§ Work task
Write out the part of the cholera excerpt below verbatim. Begin at the words "The causes of" and stop after "of Snow’s discovery.".

The causes of cholera had been quite widely known since the middle of the nineteenth century. Marx lived 300 yards from the Broad Street Pump in Soho, where Dr. John Snow first recorded the waterborne transmission of the bacterium following an outbreak in 1854 that could easily have prevented Capital from ever being written. The notion that cholera riots were the sum of working-class ignorance is easily disproven by the fact that rioting continued long after public acceptance of Snow’s discovery.
Cause and Effect
Echoes of what might have motivated the cholera rebels of the nineteenth century are present in the outbreaks of the past thirty years. The epidemics in Haiti, Venezuela, and Peru refract ‘muted shades of the old class tensions.’ In Peru’s 1991 crisis, the working-class riots were a direct retaliation to propaganda of the government in which the workers were labelled ‘pigs’ and condemned for bringing on the disease through their ‘pig-like’ habits. This dynamic fits the thesis that it is the preponderance of worker-blaming attitudes in the case of cholera that converts outbreaks into insurrections.
More so than with any other epidemic disease, cholera was blamed on its working-class victims. In 1842, a dilettante British reformer, Edwin Chadwick, published a Report on the Sanitary Conditions of the Labouring Population. The pamphlet sold 30,000 copies. ‘Riddled with middle-class moral judgments,’ the work served to titillate its upper-class readership with descriptions of ‘the moral turpitude of slum-dwellers,’ in the words of historian Phillip Harling.

§ Given records

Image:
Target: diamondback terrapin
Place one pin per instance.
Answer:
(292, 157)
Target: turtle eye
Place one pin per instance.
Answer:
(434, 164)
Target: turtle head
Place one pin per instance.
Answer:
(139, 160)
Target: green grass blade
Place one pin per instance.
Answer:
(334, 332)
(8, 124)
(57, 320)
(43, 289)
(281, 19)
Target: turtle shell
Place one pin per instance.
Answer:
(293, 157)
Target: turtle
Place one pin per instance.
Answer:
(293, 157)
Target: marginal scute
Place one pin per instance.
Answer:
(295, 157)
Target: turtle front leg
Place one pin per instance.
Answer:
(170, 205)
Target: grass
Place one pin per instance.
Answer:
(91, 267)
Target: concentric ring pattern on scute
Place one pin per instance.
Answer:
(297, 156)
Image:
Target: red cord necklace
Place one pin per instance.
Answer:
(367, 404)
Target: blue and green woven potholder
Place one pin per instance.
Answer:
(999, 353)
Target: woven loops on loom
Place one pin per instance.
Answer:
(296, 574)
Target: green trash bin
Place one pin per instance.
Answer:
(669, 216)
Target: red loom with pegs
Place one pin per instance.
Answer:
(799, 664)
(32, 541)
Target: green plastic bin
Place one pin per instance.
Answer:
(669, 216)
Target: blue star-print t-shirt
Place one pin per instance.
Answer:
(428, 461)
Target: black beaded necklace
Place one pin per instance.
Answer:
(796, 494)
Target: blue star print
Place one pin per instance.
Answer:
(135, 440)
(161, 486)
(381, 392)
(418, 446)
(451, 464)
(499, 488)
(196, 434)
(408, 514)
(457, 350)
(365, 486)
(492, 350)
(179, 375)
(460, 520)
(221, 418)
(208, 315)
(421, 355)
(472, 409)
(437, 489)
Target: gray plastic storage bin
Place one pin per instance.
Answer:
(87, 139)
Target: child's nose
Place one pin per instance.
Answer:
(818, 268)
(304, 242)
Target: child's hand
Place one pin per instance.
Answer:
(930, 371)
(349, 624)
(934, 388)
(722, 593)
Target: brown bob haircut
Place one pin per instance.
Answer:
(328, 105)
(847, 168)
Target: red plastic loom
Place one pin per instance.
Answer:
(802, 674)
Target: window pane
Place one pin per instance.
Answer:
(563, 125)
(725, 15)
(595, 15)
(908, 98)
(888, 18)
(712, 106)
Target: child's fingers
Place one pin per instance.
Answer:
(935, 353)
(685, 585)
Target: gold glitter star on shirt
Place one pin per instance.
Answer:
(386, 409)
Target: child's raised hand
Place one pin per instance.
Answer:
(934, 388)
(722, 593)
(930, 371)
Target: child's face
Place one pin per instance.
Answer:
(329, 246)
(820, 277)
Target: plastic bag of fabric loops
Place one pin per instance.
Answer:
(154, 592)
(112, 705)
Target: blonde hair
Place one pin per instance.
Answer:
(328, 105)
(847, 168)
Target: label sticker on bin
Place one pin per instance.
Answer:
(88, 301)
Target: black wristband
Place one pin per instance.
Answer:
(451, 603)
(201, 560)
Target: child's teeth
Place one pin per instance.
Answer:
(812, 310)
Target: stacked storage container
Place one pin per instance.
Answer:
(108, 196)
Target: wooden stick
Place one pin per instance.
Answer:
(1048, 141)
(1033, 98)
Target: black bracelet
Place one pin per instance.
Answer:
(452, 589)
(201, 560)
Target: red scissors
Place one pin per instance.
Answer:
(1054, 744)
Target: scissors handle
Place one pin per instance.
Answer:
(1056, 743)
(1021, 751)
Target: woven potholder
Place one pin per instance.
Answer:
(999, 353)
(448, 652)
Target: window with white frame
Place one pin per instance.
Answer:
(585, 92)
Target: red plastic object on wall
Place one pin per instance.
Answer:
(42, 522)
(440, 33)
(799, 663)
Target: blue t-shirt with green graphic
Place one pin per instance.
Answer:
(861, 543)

§ Result
The causes of cholera had been quite widely known since the middle of the nineteenth century. Marx lived 300 yards from the Broad Street Pump in Soho, where Dr. John Snow first recorded the waterborne transmission of the bacterium following an outbreak in 1854 that could easily have prevented Capital from ever being written. The notion that cholera riots were the sum of working-class ignorance is easily disproven by the fact that rioting continued long after public acceptance of Snow’s discovery.